▸ **SUPPLIED DATA**
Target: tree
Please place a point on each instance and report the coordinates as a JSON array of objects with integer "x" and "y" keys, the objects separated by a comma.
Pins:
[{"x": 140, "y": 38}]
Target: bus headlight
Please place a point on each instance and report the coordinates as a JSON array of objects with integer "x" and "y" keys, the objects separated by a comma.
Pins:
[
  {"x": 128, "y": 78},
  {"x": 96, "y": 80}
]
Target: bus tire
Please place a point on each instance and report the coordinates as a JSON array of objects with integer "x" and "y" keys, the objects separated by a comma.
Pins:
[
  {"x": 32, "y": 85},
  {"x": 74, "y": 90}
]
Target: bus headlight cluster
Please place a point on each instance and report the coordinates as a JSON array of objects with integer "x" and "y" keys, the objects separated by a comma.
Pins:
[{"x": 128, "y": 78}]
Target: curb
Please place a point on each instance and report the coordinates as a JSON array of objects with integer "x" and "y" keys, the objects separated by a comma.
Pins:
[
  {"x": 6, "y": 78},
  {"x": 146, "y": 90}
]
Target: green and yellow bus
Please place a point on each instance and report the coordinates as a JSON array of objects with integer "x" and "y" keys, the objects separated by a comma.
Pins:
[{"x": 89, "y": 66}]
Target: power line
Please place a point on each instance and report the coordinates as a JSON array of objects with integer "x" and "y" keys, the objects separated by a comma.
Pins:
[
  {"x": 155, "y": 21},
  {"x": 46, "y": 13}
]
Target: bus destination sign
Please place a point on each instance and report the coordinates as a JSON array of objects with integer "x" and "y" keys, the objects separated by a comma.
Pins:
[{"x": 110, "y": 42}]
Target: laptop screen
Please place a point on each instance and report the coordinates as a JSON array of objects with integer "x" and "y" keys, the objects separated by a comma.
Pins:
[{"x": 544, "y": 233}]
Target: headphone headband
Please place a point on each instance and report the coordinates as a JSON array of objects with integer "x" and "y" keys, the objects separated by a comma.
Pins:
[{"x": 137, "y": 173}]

▸ **REQUIRED TASK**
Reproduce all of the material above line for line, with no changes.

▸ **RESULT OF THIS TASK**
Target: tree
Please place a point on each instance and report the coordinates as a JSON array of objects with integer "x" and "y" keys, the objects separated by a comma.
Pins:
[{"x": 140, "y": 38}]
Target: bus headlight
Please place a point on each instance and report the coordinates as a JSON array of objects with integer "x" and "y" keys, the objects separated by a comma.
Pins:
[
  {"x": 128, "y": 78},
  {"x": 96, "y": 80}
]
Target: bus tire
Please place a point on each instance and report the coordinates as a JSON array of objects with integer "x" and "y" keys, the objects separated by a comma.
Pins:
[
  {"x": 32, "y": 85},
  {"x": 74, "y": 90}
]
Target: bus headlight cluster
Please place a point on each instance and report the coordinates as a JSON array of objects with integer "x" and "y" keys, the objects separated by a comma.
Pins:
[{"x": 128, "y": 78}]
Target: curb
Please place a point on each instance and report the coordinates as a JSON array of objects with integer "x" and "y" keys, the objects separated by a comma.
Pins:
[
  {"x": 6, "y": 78},
  {"x": 146, "y": 90}
]
Target: green and yellow bus
Please place a point on each instance and report the coordinates as a JSON array of objects with integer "x" and "y" keys, the objects separated by a comma.
Pins:
[{"x": 89, "y": 66}]
Target: power line
Please place a point on each instance and report the coordinates as a JSON array of objects with integer "x" and "y" keys, the objects separated by a comma.
Pins:
[
  {"x": 155, "y": 21},
  {"x": 46, "y": 13}
]
Target: bus destination sign
Please place a point on each instance and report the coordinates as a JSON array of objects with integer "x" and "y" keys, the objects separated by a comma.
Pins:
[{"x": 110, "y": 42}]
Target: laptop screen
Please place a point on each instance and report the coordinates as a JSON array of objects with integer "x" and "y" keys, the objects separated by a comma.
Pins:
[{"x": 544, "y": 233}]
Target: headphone headband
Please place a point on each instance and report the coordinates as a JSON array of objects with integer "x" and "y" keys, the objects separated by a comma.
Pins:
[{"x": 137, "y": 173}]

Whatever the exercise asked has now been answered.